DATASET CONTENT ->
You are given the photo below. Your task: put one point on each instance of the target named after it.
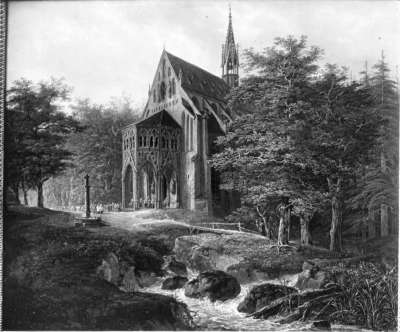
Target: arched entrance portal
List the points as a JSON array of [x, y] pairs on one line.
[[128, 183], [147, 186], [169, 189]]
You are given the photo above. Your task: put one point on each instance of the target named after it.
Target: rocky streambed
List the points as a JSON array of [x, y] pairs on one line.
[[237, 282]]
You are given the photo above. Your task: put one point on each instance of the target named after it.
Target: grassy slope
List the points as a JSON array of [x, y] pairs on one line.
[[50, 282]]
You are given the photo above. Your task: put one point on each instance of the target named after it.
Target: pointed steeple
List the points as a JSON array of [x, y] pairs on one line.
[[230, 57]]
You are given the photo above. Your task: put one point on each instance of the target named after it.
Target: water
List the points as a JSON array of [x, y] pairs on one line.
[[224, 315]]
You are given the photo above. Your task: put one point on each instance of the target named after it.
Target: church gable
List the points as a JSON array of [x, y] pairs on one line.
[[198, 80]]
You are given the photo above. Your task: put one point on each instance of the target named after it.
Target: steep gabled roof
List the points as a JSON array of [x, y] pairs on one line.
[[198, 80], [162, 118]]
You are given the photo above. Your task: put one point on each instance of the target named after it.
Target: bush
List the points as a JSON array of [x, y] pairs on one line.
[[370, 298]]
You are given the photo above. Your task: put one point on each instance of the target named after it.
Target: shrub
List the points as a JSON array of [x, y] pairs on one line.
[[369, 299]]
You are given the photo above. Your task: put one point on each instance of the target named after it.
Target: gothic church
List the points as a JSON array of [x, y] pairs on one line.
[[165, 154]]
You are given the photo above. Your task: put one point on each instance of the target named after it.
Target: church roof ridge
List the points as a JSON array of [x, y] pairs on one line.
[[198, 79]]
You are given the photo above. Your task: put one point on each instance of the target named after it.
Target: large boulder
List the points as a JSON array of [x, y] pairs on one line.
[[129, 281], [147, 278], [174, 282], [173, 267], [262, 295], [109, 269], [312, 277], [216, 285]]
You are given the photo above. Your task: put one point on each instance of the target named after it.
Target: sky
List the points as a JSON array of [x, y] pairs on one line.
[[106, 49]]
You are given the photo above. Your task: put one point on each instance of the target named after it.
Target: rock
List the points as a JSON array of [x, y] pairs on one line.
[[216, 285], [129, 281], [109, 269], [245, 256], [309, 265], [321, 325], [311, 280], [174, 282], [146, 278], [172, 266], [262, 295]]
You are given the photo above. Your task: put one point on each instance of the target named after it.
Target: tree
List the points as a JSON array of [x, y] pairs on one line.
[[96, 151], [341, 132], [378, 180], [258, 150], [37, 133]]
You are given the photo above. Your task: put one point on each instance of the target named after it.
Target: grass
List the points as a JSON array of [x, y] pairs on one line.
[[50, 280], [369, 299]]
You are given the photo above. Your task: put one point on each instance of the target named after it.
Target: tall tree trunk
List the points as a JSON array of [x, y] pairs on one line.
[[15, 189], [335, 188], [384, 208], [305, 236], [336, 225], [284, 220], [25, 196], [371, 225], [40, 194], [267, 228], [384, 220]]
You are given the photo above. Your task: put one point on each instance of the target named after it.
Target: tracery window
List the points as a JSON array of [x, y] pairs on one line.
[[173, 86], [162, 91]]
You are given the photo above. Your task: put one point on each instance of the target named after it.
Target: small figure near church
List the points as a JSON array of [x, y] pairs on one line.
[[165, 154]]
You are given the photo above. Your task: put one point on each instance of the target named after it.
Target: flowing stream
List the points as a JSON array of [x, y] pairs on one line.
[[224, 315]]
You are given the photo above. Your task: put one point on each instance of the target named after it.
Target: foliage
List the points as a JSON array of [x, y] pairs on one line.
[[259, 158], [370, 298], [36, 132], [96, 151], [300, 135], [378, 182]]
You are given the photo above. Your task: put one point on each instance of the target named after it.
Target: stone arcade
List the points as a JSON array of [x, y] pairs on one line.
[[165, 153]]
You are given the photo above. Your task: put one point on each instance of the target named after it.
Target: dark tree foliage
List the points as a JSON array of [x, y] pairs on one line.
[[36, 132], [299, 137], [377, 183], [97, 151], [259, 154]]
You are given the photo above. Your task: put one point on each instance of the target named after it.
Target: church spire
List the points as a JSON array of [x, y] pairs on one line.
[[230, 58]]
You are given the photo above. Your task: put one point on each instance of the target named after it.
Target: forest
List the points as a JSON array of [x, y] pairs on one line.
[[307, 143], [312, 152]]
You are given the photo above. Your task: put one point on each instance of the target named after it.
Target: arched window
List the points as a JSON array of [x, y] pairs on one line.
[[162, 91], [163, 68], [191, 134], [196, 102], [173, 87], [187, 133]]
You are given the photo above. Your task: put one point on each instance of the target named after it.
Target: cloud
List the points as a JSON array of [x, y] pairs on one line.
[[110, 48]]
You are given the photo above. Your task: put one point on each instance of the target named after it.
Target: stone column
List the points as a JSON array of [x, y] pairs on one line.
[[207, 169], [123, 189], [135, 189], [158, 202]]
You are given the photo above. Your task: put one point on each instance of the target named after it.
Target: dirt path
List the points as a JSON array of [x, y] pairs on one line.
[[137, 220]]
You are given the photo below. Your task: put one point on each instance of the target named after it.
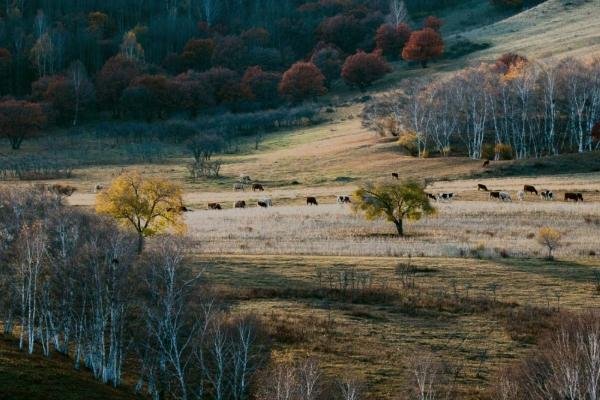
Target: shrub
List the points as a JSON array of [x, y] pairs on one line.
[[423, 46], [503, 151], [362, 69], [550, 238], [302, 81]]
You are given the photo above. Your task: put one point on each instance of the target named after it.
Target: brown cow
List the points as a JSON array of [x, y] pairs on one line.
[[573, 196], [62, 190]]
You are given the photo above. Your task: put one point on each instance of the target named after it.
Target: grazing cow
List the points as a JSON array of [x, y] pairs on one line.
[[546, 194], [266, 202], [530, 189], [573, 196], [245, 179], [178, 209], [445, 196], [62, 190], [343, 199], [504, 196]]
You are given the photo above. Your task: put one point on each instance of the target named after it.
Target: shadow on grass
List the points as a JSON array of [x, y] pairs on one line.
[[564, 270]]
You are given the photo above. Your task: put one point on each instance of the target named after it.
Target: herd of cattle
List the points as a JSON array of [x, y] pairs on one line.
[[502, 195]]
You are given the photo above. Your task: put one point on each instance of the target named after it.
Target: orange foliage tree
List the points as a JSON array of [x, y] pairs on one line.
[[423, 46], [19, 120], [302, 81]]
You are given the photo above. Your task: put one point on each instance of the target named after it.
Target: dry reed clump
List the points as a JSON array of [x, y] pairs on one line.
[[479, 229]]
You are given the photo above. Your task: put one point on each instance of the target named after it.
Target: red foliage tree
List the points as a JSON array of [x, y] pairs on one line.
[[230, 52], [362, 69], [509, 60], [302, 81], [19, 120], [329, 61], [344, 31], [197, 54], [260, 85], [192, 92], [433, 22], [114, 77], [148, 96], [390, 40], [225, 85], [423, 46]]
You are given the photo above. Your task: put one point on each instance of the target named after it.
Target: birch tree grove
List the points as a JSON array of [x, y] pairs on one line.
[[533, 109], [73, 283]]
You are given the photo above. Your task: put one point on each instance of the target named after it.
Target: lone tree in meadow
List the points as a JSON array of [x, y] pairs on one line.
[[148, 205], [362, 69], [394, 202], [549, 238], [423, 46], [302, 81], [20, 120]]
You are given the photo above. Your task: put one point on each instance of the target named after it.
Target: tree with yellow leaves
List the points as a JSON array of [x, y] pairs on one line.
[[149, 205]]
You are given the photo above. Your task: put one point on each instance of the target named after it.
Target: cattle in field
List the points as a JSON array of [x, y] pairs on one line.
[[445, 196], [547, 195], [343, 199], [504, 196], [178, 209], [311, 201], [571, 196], [266, 202], [245, 179], [62, 190], [494, 195]]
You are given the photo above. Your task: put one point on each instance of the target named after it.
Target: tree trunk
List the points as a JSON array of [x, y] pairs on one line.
[[140, 243], [399, 227]]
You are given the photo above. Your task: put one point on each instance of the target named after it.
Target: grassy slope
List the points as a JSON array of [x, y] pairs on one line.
[[549, 30], [34, 377]]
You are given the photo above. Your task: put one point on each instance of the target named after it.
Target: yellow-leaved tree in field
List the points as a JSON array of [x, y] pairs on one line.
[[148, 205]]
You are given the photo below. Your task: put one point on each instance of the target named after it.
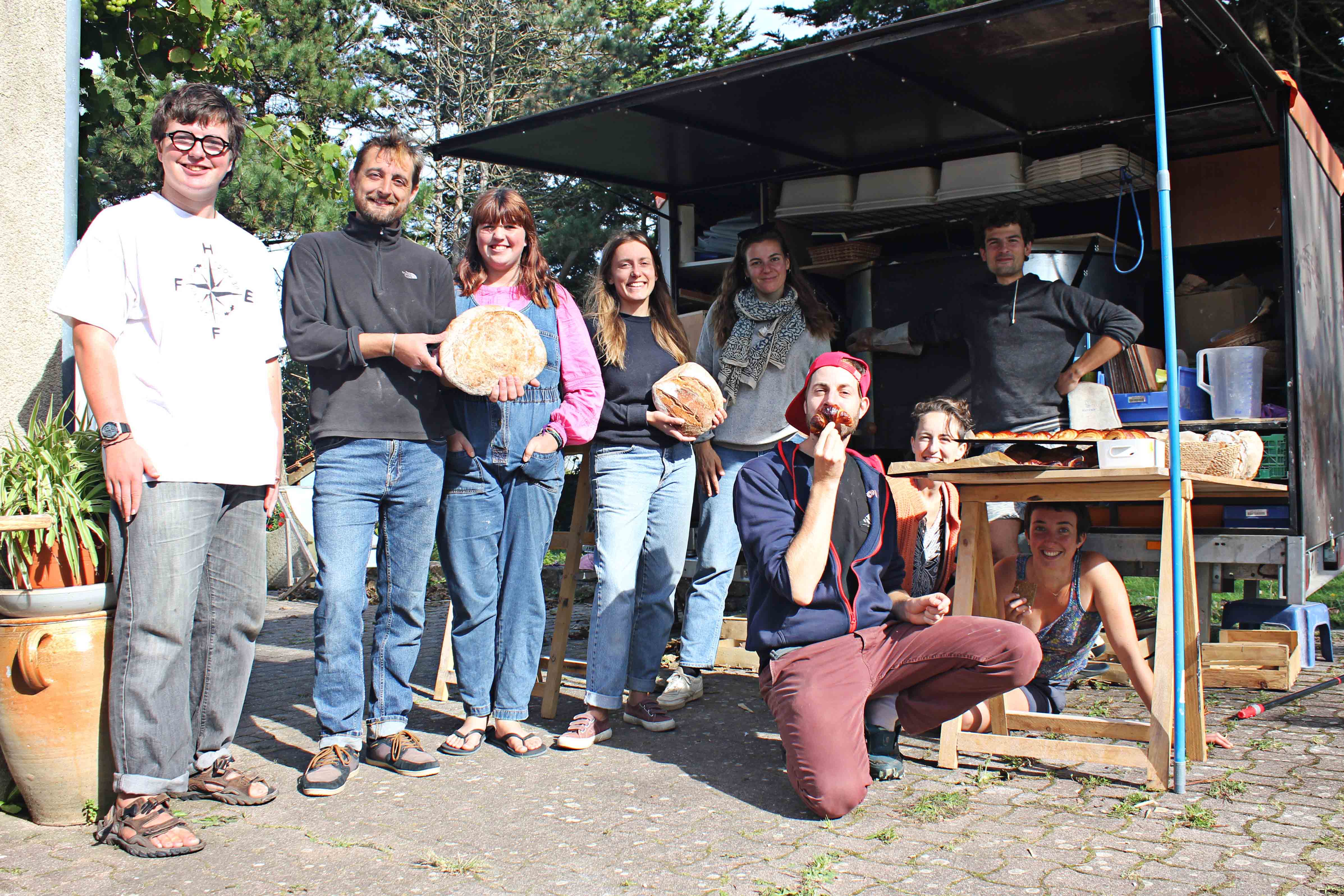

TASK GOAL -> Give everything from the start of the records down to and including the line containing "[[198, 79]]" as a Markdown table with the columns Number and Record line, one numbered row per line and blank lines skipped. Leave the pictures out.

RESULT FOR THIS EXERCISE ->
| Number | Record line |
|---|---|
| 1 | You are given the photo below. Your task: put one point on each instance of the target named after it. |
| 2 | Target: arched entrance portal |
| 3 | List the points as a JSON array of [x, y] pairs on one line. |
| 4 | [[128, 183], [147, 186], [169, 189]] |
| 5 | You are given the photo above. Your task: put one point on each instance of the target named after it. |
| 6 | Target: rocky streambed |
| 7 | List the points as a JSON array of [x, y] pairs on one line. |
| 8 | [[237, 282]] |
| 9 | You are given the photo above. Your task: put one point on each instance of the target named after it. |
| 10 | Target: grassy slope |
| 11 | List the points as a JSON array of [x, y] pairs on one line. |
| 12 | [[50, 282]] |
| 13 | You are given the photo above. Your task: put one point on each instance of the target named after it. |
| 14 | Target: pointed steeple |
| 15 | List the points as a JSON array of [x, y] pairs on one line. |
| 16 | [[230, 57]] |
| 17 | You are given the photo above. Your task: put one point on each instance of the target named after it. |
| 18 | Target: water |
| 19 | List the points as a JSON array of [x, y] pairs on one line. |
| 20 | [[224, 315]] |
| 21 | You are given the photo above. Your task: put one point on each instance of the target named after it. |
| 22 | Target: church gable |
| 23 | List the points as a JSON array of [x, y] pairs on one line. |
| 24 | [[198, 80]] |
| 25 | You are given the photo above. Your task: put one point on each instance of the target named after it. |
| 26 | Target: steep gabled roof |
| 27 | List the points as a JSON array of [x, y] pairs on one line. |
| 28 | [[198, 80], [162, 118]] |
| 29 | You are given the photo above. Your task: put one point on each instance of the target named after it. |
| 30 | Target: bush |
| 31 | List the points as a JSON array of [x, y] pairs on one line. |
| 32 | [[370, 298]] |
| 33 | You are given the photo above. Your task: put one point on each instance of the target named after it. |
| 34 | Target: shrub |
| 35 | List the points as a JSON array of [x, y] pairs on one line. |
| 36 | [[369, 299]] |
| 37 | You are given the photo above. Your task: put one point on each instance of the target named after it. |
| 38 | Target: gothic church |
| 39 | List the points as a JSON array of [x, y] pairs on one line. |
| 40 | [[165, 154]] |
| 41 | You are given the photo above. Your task: put one point on each instance of the target named after it. |
| 42 | Target: church roof ridge |
| 43 | List the points as a JSON array of [x, y] pairs on one line. |
| 44 | [[198, 79]] |